# Document extract

════

Are three random words really the safest password?

The UK National Cyber Security Centre has recommended that three random words is a safer way to set a password then a more complicated variation.

Government experts at the UK National Cyber Security Centre (NCSC) have concluded that three random words as a password are a safer bet than any more complicated variations.

The NCSC, which is part of GCHQ, concluded that three words provide as much variety as much more complicated and at times convoluted passwords combining numbers, letters and symbols. The simple formula is very difficult for cybercriminals to second guess and is harder for the software they use to crack than the conventional mixed passwords.

NCSC did add that the key to the success of this system was the unpredictability of the three words and not making the password too personal or obvious, was very important to its success.

With cybercrime levels reaching record highs during the pandemic it has become even more important than ever to look for new ways to protect personal data from cybercriminals.

════

# Required tasks
**1)** Quote the article on three-word passwords word for word, starting at "With cybercrime levels" and ending at "data from cybercriminals.".
**2)** Continue the article on three-word passwords, picking up after its final sentence.
This data has no connection to the article on three-word passwords.

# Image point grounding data
════

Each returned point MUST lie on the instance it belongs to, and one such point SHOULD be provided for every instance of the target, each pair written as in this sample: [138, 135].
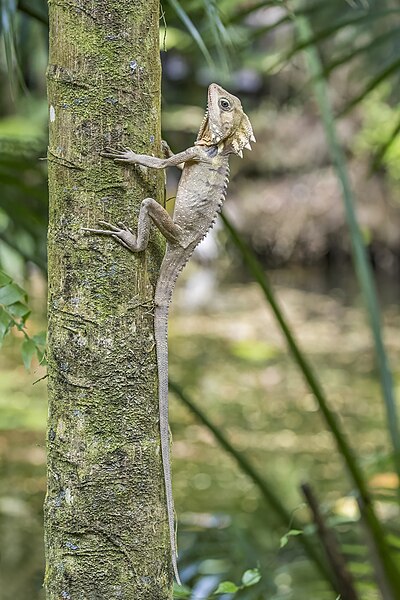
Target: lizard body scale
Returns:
[201, 192]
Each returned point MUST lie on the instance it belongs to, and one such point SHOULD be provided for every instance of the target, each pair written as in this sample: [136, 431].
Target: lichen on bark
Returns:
[105, 518]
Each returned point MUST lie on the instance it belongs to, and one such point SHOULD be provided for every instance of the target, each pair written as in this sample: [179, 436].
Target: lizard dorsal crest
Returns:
[225, 124]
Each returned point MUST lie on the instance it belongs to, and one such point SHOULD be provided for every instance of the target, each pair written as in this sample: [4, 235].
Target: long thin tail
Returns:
[161, 335]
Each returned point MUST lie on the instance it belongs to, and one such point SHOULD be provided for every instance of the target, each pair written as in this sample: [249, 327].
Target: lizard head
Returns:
[225, 124]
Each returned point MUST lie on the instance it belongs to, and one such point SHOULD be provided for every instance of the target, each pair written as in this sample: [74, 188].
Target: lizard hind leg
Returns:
[150, 211]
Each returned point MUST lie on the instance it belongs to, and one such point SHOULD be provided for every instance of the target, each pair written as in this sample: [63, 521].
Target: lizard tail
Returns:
[161, 335]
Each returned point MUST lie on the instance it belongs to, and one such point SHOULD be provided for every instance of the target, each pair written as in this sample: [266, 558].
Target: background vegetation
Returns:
[265, 400]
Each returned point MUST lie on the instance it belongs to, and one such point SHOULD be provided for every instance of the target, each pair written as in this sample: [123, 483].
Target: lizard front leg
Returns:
[127, 156]
[150, 210]
[168, 152]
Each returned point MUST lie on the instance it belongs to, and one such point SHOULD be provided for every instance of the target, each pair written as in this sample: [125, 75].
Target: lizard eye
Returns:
[224, 104]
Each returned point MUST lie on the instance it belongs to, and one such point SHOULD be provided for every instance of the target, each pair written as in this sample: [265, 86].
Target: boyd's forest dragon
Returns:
[225, 130]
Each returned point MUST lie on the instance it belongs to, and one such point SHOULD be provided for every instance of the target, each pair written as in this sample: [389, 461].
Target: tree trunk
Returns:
[105, 516]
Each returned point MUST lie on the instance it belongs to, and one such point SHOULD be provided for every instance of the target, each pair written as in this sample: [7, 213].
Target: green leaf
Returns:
[11, 293]
[226, 587]
[285, 538]
[181, 591]
[5, 323]
[28, 351]
[251, 577]
[182, 14]
[4, 279]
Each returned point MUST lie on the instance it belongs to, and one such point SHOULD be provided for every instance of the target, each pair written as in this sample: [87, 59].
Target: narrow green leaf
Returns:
[251, 577]
[186, 20]
[226, 587]
[28, 351]
[391, 69]
[265, 488]
[5, 324]
[390, 35]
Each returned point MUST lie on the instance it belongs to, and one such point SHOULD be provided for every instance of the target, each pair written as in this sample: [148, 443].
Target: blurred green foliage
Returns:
[254, 48]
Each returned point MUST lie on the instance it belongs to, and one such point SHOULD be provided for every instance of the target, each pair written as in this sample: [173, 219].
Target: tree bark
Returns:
[105, 517]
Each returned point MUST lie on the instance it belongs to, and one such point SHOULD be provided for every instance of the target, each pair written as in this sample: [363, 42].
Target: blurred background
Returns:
[312, 220]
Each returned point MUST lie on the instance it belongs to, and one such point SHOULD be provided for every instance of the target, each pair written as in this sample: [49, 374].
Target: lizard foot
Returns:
[123, 234]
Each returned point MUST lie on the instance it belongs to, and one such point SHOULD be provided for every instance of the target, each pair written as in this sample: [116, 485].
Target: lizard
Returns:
[201, 191]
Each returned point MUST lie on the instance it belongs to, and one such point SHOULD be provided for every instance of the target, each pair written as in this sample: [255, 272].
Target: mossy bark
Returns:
[105, 516]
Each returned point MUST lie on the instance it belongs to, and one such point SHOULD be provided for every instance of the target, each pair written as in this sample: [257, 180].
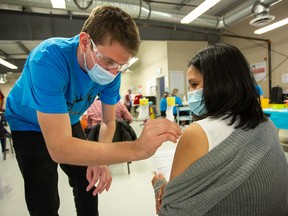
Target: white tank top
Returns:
[216, 130]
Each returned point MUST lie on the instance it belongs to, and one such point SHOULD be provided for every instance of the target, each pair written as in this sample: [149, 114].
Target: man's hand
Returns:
[159, 195]
[154, 134]
[101, 175]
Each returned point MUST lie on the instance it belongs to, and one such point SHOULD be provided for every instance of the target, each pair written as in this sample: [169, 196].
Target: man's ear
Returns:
[84, 41]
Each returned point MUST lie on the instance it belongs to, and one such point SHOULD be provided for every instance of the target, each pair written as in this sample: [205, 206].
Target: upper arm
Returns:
[191, 146]
[108, 112]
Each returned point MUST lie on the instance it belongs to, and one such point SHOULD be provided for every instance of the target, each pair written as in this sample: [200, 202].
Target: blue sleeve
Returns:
[110, 94]
[44, 88]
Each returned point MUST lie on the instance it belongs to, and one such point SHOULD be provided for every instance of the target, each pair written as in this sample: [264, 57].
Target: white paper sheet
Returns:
[162, 161]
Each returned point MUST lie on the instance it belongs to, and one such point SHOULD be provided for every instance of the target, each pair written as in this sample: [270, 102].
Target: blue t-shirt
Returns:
[178, 103]
[53, 82]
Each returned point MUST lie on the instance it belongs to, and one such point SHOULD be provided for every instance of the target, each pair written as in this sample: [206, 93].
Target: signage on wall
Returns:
[259, 71]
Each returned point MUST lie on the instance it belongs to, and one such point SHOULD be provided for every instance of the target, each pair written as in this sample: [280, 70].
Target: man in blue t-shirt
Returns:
[60, 80]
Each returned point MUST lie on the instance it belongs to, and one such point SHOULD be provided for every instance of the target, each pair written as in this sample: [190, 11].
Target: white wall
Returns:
[256, 51]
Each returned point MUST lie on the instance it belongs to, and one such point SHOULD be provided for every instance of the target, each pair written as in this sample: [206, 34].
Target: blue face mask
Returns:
[99, 74]
[195, 103]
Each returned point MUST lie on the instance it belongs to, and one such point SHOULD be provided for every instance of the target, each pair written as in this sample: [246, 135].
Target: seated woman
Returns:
[229, 161]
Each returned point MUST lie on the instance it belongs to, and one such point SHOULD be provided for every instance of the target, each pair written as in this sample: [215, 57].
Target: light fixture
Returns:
[132, 61]
[58, 4]
[202, 8]
[8, 64]
[272, 26]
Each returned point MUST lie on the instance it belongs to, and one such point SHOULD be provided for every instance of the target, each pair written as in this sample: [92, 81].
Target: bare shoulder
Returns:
[191, 146]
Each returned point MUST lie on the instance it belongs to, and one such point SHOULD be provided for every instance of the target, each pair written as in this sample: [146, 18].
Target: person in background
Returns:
[128, 100]
[60, 80]
[94, 113]
[163, 104]
[225, 161]
[260, 91]
[2, 100]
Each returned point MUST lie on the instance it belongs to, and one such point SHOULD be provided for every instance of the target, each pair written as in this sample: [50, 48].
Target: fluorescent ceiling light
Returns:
[58, 4]
[8, 64]
[132, 61]
[272, 26]
[202, 8]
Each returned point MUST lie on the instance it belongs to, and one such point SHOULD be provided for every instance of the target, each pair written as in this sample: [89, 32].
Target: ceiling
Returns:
[25, 23]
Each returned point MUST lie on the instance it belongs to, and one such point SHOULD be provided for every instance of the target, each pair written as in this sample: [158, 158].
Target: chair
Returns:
[123, 132]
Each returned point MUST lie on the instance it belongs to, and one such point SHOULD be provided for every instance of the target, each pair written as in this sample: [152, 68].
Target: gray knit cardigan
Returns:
[245, 175]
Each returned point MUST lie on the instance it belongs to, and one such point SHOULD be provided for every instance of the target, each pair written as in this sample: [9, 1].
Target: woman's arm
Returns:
[191, 146]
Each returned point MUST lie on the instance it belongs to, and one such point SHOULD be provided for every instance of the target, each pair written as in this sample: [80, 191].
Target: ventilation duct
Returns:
[262, 16]
[146, 11]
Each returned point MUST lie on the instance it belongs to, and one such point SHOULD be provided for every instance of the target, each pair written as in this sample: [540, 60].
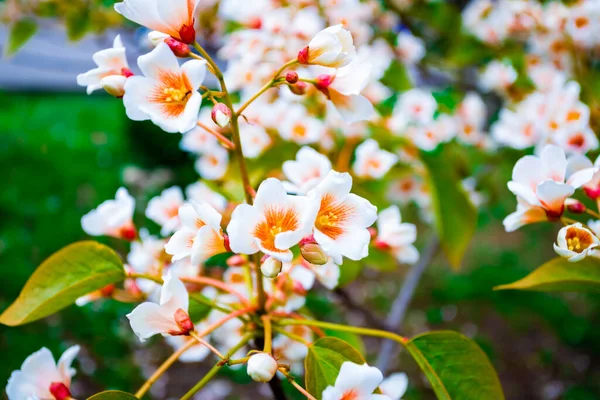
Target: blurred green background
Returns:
[62, 154]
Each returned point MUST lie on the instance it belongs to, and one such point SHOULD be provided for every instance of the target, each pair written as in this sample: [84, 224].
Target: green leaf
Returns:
[324, 361]
[20, 32]
[455, 366]
[455, 215]
[68, 274]
[560, 275]
[112, 395]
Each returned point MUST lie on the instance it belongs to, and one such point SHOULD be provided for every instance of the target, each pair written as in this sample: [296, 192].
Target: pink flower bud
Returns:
[178, 48]
[299, 88]
[575, 206]
[60, 391]
[262, 367]
[291, 77]
[303, 56]
[221, 115]
[187, 34]
[183, 322]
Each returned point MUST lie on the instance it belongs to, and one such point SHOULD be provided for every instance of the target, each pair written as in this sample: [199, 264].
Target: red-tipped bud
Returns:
[226, 243]
[592, 193]
[299, 88]
[236, 261]
[323, 81]
[183, 322]
[178, 48]
[291, 77]
[60, 391]
[575, 206]
[303, 56]
[221, 115]
[126, 72]
[187, 34]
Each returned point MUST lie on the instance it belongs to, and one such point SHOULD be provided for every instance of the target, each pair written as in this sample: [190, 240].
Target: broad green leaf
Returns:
[455, 215]
[68, 274]
[323, 362]
[455, 366]
[560, 275]
[20, 32]
[112, 395]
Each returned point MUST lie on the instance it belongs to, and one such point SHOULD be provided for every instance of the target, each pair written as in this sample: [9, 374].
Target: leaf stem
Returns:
[163, 368]
[213, 371]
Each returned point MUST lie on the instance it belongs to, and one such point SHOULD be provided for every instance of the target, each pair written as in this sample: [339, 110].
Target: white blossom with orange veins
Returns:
[172, 17]
[342, 218]
[200, 236]
[332, 47]
[574, 242]
[275, 223]
[112, 71]
[167, 94]
[168, 317]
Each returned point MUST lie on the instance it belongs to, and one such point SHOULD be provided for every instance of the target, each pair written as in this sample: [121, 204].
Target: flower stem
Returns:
[266, 87]
[163, 368]
[344, 328]
[214, 370]
[205, 343]
[268, 333]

════

# Answers below
**1)**
With cybercrime levels reaching record highs during the pandemic it has become even more important than ever to look for new ways to protect personal data from cybercriminals.

**2)**
The NCSC’s Technical Director, Dr Ian Levy, said: "Traditional password advice telling us to remember multiple complex passwords is simply daft. There are several good reasons why we decided on the three random words approach – not least because they create passwords that are both strong and easier to remember. By following this advice, people will be much less vulnerable to cybercriminals and I’d encourage people to think about the passwords they use on their important accounts, and consider a password manager.”

And just in case we need reminding why this is important the following stats make sobering reading. If your data is compromised, weak passwords can have serious consequences, like identity theft. Companies reported a staggering 5,183 data breaches in 2019 that exposed personal information such as home addresses and login credentials that could easily be used to steal your identity or commit fraud. And that pales in comparison with the more than 555 million stolen passwords that hackers on the dark web have published since 2017.